DARK PUNCH * USA 2018 Dir: Nadim Tebyanian. 84 mins
Clad in a white wife beater, sporting a goatee and long hair like a member of Hanson gone to seed, Joe Mayes portrays an unhinged drifter whose therapy sessions (with this year’s least convincing movie psychiatrist) frame the picture. While his shrink tries to understand what turns him on and why he became an unrepentant killer, Mayes mumbles through a drab voiceover about what a shit life he has: “I’m not a murderer, I’m a bastard”.

--- Information supplied ---

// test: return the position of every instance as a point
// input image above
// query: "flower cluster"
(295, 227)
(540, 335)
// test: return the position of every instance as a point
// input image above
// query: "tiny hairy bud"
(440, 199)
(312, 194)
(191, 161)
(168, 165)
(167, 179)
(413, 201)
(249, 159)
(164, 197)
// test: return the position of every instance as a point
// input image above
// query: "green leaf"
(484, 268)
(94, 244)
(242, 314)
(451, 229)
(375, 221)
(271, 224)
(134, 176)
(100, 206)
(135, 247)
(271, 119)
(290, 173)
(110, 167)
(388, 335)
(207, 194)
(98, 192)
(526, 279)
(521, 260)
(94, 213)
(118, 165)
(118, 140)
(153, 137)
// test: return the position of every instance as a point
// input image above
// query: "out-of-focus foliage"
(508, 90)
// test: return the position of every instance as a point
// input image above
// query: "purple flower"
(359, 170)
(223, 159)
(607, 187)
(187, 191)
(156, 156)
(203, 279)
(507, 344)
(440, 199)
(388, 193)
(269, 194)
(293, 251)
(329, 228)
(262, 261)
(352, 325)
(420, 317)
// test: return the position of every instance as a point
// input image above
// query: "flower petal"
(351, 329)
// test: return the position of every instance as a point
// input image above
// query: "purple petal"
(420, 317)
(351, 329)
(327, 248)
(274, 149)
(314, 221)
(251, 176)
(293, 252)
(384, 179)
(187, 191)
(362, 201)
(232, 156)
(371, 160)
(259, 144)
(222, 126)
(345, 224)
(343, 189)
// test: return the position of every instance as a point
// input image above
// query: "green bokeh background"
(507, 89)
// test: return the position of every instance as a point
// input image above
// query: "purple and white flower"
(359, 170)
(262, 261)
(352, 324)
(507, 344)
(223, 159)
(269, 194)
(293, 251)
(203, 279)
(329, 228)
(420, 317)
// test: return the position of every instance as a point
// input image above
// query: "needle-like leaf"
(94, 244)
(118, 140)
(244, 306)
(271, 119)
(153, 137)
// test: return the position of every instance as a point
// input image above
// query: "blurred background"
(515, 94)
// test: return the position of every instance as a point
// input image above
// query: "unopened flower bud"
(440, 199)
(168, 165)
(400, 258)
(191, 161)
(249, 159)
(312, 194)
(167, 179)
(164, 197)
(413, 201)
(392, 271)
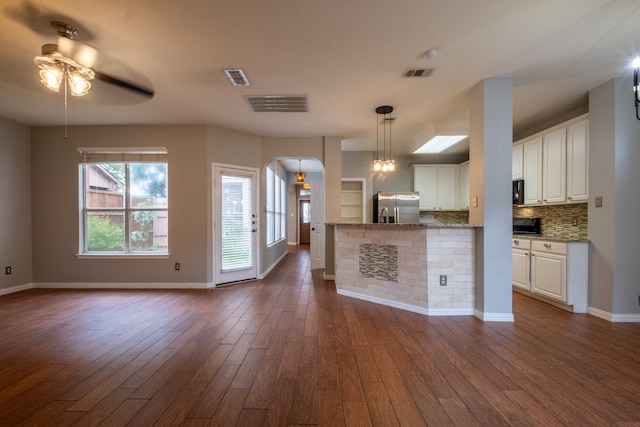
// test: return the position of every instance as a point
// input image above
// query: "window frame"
(126, 156)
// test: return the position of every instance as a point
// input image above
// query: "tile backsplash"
(557, 220)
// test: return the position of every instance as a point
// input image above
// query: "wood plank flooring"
(288, 351)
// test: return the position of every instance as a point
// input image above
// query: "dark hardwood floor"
(288, 351)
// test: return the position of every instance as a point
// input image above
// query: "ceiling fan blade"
(148, 93)
(82, 53)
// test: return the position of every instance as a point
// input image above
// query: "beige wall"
(55, 205)
(192, 150)
(15, 207)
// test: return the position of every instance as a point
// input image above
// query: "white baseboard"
(614, 318)
(409, 307)
(19, 288)
(115, 285)
(494, 317)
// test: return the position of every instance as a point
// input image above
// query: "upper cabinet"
(352, 200)
(516, 161)
(555, 164)
(532, 171)
(578, 161)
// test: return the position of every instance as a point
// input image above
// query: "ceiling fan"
(71, 63)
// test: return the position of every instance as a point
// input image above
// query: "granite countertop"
(413, 225)
(549, 238)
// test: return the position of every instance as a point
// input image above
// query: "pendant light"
(300, 175)
(384, 165)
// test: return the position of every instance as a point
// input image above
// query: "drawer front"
(521, 243)
(552, 247)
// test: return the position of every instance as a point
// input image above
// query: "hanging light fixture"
(636, 85)
(384, 165)
(300, 175)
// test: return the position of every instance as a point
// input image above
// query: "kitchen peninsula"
(424, 268)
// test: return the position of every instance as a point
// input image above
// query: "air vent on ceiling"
(418, 72)
(237, 77)
(278, 104)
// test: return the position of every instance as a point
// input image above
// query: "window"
(123, 203)
(276, 207)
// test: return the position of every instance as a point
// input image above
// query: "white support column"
(490, 140)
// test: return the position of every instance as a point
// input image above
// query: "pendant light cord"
(64, 77)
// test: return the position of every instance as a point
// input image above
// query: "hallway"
(288, 351)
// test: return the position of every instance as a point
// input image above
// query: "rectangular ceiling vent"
(237, 77)
(418, 72)
(278, 104)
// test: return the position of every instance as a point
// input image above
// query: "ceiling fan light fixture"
(54, 67)
(78, 85)
(51, 77)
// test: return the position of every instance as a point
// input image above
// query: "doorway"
(235, 224)
(305, 222)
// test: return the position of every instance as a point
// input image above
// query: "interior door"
(235, 224)
(317, 224)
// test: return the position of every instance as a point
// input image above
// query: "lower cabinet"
(549, 269)
(557, 271)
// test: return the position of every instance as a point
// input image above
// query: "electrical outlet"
(598, 201)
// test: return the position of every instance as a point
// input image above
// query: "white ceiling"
(348, 57)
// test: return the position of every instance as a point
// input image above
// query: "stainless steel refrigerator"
(401, 208)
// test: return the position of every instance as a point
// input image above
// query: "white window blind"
(270, 206)
(237, 247)
(122, 154)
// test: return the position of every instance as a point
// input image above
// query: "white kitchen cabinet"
(578, 161)
(464, 186)
(549, 269)
(437, 185)
(532, 171)
(554, 166)
(352, 200)
(520, 263)
(447, 185)
(517, 158)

--- Parts of the exercise ---
A: List the details of Joe Mayes's appearance that the Dark Punch review describes.
B: In one to three sentences, explain what the psychiatrist is trying to find out during the therapy sessions in the Dark Punch review.
C: Extend the Dark Punch review from where it stops.
The material plays no part in what follows.

--- Responses in order ---
A:
- A white wife beater
- A goatee
- Long hair

B: The psychiatrist is trying to understand what turns the drifter on and why he became an unrepentant killer. These sessions frame the film.

C:
We’re guessing the royalties for “MMMBop” dried up some years earlier. For some reason, he has a penchant for murdering unattractive, sweaty middle-aged men – notably an over-extended encounter with a self-pitying schmuck in the woods. Amateur acting and low-impact scenes of violence characterise this failed attempt at a HENRY-style character study of a murderer. The devotion to capturing the minutiae of Mayes’ daily life simply means lots and lots of scenes of him driving, cleaning, patching up wounds and getting dressed in between bludgeoning stranded motorists. Its bid to convey the banality of a killer’s everyday life is simply…banal, and not helped by pointless stylistic touches like slo-mo and orange filters. Shooting in black and white doesn’t automatically make anything authentically gritty. A slog to sit through – you’ll find more true horror in that secret S Club DVD you keep hidden in a drawer for when the family are out.